→ Page:
________

14      Toutefois, considérant que le requérant avait été incité par la Commission à introduire son recours, notamment en raison de la motivation imprécise, voire lacunaire, de la décision portant rejet de la réclamation s’agissant de l’examen comparatif des mérites, le Tribunal a jugé qu’il y avait lieu de la condamner à supporter ses propres dépens et ceux exposés par le requérant.

 Les conclusions des parties

15      Par le présent pourvoi, le requérant demande à la Cour :

–        d’annuler partiellement l’arrêt attaqué et de déclarer son recours dans l’affaire T-518/18 recevable et fondé, en confirmant la condamnation aux dépens de la Commission et, par conséquent ;

–        d’annuler la décision litigieuse et la décision portant rejet de la réclamation, ou, à défaut,

–        de renvoyer l’affaire devant le Tribunal pour qu’il statue.

16      La Commission demande à la Cour :

–        de rejeter le pourvoi dans son intégralité et

–        de condamner le requérant aux dépens.

 Sur le pourvoi

17      À l’appui de son pourvoi, le requérant soulève deux moyens, tirés, le premier, d’une dénaturation des éléments de preuve, d’une violation des droits de la défense et d’erreurs de droit ainsi que, le second, d’une motivation insuffisante et contradictoire de l’arrêt attaqué.

________

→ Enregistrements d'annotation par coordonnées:
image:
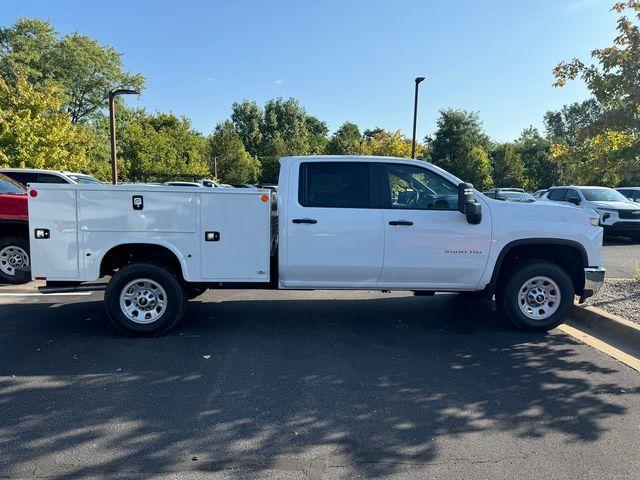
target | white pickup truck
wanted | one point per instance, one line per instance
(371, 223)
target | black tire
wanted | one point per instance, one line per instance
(6, 268)
(175, 301)
(515, 278)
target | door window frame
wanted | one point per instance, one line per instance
(385, 188)
(374, 184)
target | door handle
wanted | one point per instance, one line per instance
(304, 220)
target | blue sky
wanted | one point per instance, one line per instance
(345, 60)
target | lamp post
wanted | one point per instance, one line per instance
(112, 127)
(415, 117)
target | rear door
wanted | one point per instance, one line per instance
(334, 234)
(428, 242)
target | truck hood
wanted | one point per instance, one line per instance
(542, 210)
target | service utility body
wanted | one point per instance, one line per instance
(343, 222)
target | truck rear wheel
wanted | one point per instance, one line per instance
(536, 295)
(14, 253)
(144, 300)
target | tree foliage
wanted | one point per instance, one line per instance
(235, 164)
(610, 149)
(33, 131)
(507, 166)
(83, 69)
(460, 146)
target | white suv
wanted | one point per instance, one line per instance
(32, 175)
(618, 215)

________

→ Consignes:
a) Transcrivez à l'identique le passage du texte sur le pourvoi qui commence par « 15      Par le présent » et se termine par « pour qu’il statue. ».
b) Prolongez le texte sur le pourvoi au-delà de sa dernière phrase.

→ Réponses dans l'ordre:
a)
15      Par le présent pourvoi, le requérant demande à la Cour :

–        d’annuler partiellement l’arrêt attaqué et de déclarer son recours dans l’affaire T-518/18 recevable et fondé, en confirmant la condamnation aux dépens de la Commission et, par conséquent ;

–        d’annuler la décision litigieuse et la décision portant rejet de la réclamation, ou, à défaut,

–        de renvoyer l’affaire devant le Tribunal pour qu’il statue.

b)
 Sur le premier moyen

 Sur la première branche

–       Argumentation des parties

18      Le requérant fait valoir que le Tribunal a, au point 50 de l’arrêt attaqué, dénaturé des éléments de preuve et violé ses droits de la défense.

19      Tout d’abord, le requérant fait valoir que, en jugeant au point 50 de l’arrêt attaqué que la Commission pouvait légitimement comparer le requérant avec les fonctionnaires E et F, le Tribunal a dénaturé des éléments de preuve, dans la mesure où les rapports concernant ces derniers n’ont jamais été comparés à ceux du requérant durant l’exercice de promotion, lesdits fonctionnaires ne travaillant pas à la DG de l’informatique et n’ayant apparemment pas saisi le comité paritaire de promotion. Une telle dénaturation des éléments de preuve aboutirait à une erreur de droit en ce qui concerne l’appréciation, par le Tribunal, de l’examen comparatif des mérites requis par l’article 45 du statut et par le principe d’égalité de traitement. Ensuite, le Tribunal aurait également dénaturé les preuves en ce qu’il ne saurait être déduit des rapports de notation produits que le requérant aurait fait l’objet de « critiques assez prononcées ». Enfin, la position du requérant à cet égard, exposée dans sa réplique au mémoire en défense devant le Tribunal, n’aurait pas été prise en considération, ce qui constituerait une violation des droits de la défense.

20      La Commission conteste cette argumentation.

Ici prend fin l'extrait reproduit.